_Problem statement:_
The exercise asks you to copy every line below in which "Find" appears.
--- Extracted records Enclosed Below ---
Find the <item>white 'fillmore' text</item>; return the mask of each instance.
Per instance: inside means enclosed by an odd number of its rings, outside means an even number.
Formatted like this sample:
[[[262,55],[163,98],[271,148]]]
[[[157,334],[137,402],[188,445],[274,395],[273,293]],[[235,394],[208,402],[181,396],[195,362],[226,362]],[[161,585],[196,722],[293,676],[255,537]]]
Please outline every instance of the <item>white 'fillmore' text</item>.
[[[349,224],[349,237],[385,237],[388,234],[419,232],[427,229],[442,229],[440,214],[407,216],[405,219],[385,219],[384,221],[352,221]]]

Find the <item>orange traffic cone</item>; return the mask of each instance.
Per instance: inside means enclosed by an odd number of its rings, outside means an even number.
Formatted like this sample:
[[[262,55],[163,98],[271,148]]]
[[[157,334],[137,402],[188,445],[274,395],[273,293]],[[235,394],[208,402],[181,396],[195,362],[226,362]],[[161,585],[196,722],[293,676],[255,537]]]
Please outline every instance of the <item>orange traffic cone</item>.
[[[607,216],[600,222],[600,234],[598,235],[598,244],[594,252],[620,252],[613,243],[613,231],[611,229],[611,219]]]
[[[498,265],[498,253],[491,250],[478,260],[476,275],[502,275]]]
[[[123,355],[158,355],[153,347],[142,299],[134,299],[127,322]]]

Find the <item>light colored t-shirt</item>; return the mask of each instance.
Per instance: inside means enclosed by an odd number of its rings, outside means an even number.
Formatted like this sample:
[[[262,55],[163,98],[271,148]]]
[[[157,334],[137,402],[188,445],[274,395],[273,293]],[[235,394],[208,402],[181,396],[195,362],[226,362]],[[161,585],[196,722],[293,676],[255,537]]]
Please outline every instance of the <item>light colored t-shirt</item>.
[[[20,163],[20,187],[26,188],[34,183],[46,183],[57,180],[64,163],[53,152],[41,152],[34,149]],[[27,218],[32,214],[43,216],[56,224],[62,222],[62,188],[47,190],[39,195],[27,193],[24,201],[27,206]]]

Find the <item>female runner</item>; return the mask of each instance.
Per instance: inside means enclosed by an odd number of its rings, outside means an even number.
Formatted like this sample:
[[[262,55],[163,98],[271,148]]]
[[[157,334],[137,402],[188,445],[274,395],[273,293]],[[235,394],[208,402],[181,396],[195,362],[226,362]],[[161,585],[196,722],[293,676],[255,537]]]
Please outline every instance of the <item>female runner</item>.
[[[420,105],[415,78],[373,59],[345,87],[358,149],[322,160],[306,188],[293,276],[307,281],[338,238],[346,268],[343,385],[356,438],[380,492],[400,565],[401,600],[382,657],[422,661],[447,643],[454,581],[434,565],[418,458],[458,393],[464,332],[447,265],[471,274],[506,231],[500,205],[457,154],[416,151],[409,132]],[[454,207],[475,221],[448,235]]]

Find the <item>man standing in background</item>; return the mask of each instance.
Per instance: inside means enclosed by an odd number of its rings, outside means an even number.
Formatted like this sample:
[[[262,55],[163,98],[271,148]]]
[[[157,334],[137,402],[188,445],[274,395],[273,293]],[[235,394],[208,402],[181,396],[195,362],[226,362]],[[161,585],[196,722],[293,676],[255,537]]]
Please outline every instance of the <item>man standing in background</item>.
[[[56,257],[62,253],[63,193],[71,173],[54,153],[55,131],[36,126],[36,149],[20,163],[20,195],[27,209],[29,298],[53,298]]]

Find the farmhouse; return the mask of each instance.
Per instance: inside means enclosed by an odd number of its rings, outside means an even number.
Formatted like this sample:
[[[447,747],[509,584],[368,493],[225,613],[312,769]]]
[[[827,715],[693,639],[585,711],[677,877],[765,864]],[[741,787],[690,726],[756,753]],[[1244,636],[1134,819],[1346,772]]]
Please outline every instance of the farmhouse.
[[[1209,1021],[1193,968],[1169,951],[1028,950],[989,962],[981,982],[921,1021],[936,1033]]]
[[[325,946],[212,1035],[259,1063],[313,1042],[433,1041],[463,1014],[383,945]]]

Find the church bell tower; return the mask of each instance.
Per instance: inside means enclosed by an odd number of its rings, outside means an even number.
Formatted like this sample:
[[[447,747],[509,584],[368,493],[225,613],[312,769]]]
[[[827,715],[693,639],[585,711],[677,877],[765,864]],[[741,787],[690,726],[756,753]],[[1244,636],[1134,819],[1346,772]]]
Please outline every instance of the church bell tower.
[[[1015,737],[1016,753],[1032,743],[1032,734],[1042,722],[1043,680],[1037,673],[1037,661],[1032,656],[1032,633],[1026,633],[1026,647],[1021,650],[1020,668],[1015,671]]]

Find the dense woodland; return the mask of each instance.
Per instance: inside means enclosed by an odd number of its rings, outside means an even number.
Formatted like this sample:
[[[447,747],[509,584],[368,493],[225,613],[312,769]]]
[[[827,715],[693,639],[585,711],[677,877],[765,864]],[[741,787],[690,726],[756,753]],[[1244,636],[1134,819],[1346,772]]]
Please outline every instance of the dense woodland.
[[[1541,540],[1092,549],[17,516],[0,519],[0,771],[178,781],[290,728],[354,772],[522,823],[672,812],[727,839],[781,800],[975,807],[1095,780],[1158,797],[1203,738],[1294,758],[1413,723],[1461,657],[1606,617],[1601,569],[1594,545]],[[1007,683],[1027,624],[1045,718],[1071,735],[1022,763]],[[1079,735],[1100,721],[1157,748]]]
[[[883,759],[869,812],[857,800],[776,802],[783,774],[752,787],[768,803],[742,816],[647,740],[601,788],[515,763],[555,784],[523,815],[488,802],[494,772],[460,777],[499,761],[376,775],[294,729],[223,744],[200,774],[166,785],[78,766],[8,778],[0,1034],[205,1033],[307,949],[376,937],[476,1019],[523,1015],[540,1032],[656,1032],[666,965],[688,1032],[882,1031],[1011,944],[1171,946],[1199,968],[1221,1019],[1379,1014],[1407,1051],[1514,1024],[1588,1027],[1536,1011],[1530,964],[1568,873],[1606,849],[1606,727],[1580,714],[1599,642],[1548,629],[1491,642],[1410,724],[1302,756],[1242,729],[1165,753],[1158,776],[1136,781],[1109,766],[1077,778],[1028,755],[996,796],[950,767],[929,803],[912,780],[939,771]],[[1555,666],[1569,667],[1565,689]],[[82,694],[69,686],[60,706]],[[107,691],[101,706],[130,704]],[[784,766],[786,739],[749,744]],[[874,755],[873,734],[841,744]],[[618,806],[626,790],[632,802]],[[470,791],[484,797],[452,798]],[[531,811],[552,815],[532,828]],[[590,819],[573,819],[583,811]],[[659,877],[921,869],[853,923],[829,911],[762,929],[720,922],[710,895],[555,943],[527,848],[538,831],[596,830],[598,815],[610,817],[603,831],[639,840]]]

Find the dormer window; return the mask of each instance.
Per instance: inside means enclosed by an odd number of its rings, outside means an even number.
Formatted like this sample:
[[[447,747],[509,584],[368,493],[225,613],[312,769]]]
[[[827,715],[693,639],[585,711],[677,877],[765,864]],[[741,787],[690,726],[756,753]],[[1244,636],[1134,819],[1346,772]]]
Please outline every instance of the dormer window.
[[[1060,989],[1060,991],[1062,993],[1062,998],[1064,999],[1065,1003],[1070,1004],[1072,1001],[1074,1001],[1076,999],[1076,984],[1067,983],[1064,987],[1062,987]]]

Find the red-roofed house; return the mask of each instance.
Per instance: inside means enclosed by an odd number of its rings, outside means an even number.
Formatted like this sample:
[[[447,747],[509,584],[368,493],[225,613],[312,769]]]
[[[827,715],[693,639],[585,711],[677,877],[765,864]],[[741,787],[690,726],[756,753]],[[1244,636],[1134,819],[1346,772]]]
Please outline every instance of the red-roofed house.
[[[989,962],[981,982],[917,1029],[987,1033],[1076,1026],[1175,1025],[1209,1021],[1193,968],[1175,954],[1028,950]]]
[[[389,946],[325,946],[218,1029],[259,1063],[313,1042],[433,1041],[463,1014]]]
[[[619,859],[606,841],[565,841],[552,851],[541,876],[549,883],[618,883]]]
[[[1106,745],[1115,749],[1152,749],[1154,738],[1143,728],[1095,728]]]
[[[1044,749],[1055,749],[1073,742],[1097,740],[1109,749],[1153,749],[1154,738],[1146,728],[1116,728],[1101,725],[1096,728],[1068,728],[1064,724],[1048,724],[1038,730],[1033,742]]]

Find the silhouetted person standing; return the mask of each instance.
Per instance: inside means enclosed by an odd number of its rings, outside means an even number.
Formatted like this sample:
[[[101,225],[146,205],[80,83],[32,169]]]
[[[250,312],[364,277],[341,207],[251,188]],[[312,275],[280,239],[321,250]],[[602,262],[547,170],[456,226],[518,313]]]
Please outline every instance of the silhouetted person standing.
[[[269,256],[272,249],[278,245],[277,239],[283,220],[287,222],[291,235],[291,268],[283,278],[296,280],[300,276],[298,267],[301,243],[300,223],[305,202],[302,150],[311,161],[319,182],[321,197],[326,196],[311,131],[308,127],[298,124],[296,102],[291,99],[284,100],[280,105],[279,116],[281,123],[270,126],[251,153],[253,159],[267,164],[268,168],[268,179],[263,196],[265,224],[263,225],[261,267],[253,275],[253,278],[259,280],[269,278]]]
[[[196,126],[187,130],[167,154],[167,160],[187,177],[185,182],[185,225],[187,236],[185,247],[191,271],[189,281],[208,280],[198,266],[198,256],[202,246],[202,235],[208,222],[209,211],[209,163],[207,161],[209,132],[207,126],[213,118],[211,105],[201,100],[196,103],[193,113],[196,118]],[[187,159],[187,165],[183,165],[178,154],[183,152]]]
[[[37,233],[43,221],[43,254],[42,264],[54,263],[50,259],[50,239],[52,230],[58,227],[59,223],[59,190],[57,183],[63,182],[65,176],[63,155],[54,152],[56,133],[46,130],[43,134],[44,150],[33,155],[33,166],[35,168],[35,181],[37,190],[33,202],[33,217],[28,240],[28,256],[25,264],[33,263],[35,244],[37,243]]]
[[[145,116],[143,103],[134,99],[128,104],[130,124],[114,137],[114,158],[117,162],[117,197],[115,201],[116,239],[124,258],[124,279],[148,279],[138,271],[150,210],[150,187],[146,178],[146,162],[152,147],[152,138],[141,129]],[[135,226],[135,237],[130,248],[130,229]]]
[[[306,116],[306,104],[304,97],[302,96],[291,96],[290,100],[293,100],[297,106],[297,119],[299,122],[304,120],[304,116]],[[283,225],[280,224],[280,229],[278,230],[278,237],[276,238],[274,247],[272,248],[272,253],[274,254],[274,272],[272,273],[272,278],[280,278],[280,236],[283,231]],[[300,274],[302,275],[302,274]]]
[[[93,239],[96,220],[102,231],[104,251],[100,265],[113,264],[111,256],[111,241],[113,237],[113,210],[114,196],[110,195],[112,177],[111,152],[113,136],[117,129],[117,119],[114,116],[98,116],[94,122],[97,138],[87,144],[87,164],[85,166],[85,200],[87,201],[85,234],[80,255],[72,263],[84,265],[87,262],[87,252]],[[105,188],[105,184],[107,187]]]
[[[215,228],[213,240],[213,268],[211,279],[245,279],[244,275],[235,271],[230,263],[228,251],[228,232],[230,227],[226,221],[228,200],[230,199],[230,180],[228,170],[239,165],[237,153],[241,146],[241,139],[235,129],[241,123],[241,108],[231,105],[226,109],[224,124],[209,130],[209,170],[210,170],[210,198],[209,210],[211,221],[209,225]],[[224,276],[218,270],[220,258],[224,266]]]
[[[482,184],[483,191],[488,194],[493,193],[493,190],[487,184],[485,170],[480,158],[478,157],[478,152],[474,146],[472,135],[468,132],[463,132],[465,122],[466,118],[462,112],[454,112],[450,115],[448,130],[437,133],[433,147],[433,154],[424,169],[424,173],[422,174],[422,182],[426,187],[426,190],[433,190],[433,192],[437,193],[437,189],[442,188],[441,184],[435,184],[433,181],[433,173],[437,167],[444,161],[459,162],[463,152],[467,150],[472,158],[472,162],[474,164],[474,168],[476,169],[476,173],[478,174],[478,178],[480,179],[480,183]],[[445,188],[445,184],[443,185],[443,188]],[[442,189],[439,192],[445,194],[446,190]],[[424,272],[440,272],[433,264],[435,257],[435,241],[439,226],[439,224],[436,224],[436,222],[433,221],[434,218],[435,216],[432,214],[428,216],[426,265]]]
--- End of Enclosed Extracted records ---
_Result below:_
Find the <item>white 'fillmore' text</item>; return the mask of each instance.
Find the <item>orange traffic cone</item>; return the mask of each instance.
Find the <item>light colored t-shirt</item>; return the mask of each instance.
Find the <item>female runner</item>; return the mask of each instance.
Find the <item>man standing in background</item>; return the mask of each instance.
Find the farmhouse; return the mask of each instance.
Find the church bell tower; return the mask of each instance.
Find the dense woodland; return the mask of each instance.
Find the dormer window; return the mask of each instance.
Find the red-roofed house; return the mask of each instance.
Find the silhouetted person standing; return the mask of each instance.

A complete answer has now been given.